» **Data listing**

· · · · · · ·

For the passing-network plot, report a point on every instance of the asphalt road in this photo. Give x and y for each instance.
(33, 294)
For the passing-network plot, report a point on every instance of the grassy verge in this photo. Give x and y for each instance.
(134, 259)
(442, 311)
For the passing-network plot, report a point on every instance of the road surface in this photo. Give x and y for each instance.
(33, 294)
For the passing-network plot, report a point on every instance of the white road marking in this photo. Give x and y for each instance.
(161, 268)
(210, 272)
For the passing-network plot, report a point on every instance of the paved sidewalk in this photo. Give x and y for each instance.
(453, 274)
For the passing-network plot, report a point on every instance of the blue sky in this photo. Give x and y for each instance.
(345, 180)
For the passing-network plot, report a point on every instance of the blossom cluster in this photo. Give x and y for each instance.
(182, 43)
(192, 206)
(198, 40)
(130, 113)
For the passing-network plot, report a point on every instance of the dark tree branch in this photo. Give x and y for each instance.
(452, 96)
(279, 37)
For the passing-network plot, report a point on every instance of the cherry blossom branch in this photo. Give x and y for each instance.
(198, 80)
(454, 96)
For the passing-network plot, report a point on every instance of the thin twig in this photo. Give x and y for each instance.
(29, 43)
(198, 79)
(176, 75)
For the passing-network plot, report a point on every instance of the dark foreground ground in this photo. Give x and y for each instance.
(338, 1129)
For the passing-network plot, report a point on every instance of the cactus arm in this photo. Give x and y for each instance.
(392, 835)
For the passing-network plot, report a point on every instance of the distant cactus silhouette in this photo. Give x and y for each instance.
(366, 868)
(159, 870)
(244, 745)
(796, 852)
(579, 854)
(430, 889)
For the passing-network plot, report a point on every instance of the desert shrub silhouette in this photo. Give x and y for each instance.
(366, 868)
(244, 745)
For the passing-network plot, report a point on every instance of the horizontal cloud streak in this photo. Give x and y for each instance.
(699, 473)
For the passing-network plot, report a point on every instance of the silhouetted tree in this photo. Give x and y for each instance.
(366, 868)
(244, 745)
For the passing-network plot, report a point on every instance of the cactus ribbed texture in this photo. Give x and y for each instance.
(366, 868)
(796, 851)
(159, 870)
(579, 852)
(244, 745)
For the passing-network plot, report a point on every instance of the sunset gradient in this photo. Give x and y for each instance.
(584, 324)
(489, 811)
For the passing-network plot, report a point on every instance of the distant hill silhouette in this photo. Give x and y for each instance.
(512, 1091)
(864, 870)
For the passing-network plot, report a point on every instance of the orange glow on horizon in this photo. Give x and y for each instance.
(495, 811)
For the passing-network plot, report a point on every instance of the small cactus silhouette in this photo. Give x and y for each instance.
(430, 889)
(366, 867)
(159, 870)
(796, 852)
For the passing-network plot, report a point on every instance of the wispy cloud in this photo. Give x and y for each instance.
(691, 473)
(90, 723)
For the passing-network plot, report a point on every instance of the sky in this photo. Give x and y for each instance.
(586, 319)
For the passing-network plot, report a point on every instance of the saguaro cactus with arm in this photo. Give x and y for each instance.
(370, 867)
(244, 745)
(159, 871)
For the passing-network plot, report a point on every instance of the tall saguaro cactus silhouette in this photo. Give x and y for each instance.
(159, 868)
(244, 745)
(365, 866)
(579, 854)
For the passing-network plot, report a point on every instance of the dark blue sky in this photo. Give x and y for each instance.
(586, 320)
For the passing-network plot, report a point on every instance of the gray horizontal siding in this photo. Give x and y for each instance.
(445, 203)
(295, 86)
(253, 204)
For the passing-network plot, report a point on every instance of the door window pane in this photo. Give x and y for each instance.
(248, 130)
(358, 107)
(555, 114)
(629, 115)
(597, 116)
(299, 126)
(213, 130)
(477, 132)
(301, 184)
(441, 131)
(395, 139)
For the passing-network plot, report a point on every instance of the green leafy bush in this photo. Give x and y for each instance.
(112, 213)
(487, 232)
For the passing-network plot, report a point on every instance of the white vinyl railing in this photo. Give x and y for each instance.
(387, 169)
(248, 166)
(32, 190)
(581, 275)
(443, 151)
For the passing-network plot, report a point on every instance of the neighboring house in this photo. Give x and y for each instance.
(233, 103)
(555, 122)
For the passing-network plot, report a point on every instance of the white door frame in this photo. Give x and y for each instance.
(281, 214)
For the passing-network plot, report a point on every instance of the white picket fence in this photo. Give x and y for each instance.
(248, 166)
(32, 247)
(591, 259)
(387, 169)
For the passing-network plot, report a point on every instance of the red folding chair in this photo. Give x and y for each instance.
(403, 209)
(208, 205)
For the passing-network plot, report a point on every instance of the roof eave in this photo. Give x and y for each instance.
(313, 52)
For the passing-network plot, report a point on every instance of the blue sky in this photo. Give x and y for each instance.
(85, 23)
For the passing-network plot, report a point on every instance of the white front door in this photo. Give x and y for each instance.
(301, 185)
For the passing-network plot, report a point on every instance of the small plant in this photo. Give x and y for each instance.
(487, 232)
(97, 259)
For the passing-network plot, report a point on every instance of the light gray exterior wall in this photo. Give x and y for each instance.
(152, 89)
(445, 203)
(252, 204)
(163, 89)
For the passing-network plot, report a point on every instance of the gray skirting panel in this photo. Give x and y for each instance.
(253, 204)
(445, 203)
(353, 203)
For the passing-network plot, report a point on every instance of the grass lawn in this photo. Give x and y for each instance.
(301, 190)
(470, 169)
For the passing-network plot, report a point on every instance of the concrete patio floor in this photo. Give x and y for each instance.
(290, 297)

· · · · · · ·

» **Exercise task**
Write out exactly the lines from the line holding "of the light" through the last line of the data, and nothing besides those lines.

» **Solved problem**
For the passing-network plot, report a point on every instance of the light gray exterior wall in this photo. Give x and y for each instance.
(152, 89)
(445, 203)
(252, 204)
(163, 89)
For the passing-network plot, report a point on every instance of the gray skirting panel in this photo. Give x and y for each instance.
(253, 204)
(445, 203)
(353, 203)
For the passing-network plot, report a point on every instance of the grass lawn in this photo. Give x and y for each instance.
(301, 190)
(470, 169)
For the passing-network plot, report a point on every instance of the concrete patio floor in this photo. Give x and y for each instance.
(290, 297)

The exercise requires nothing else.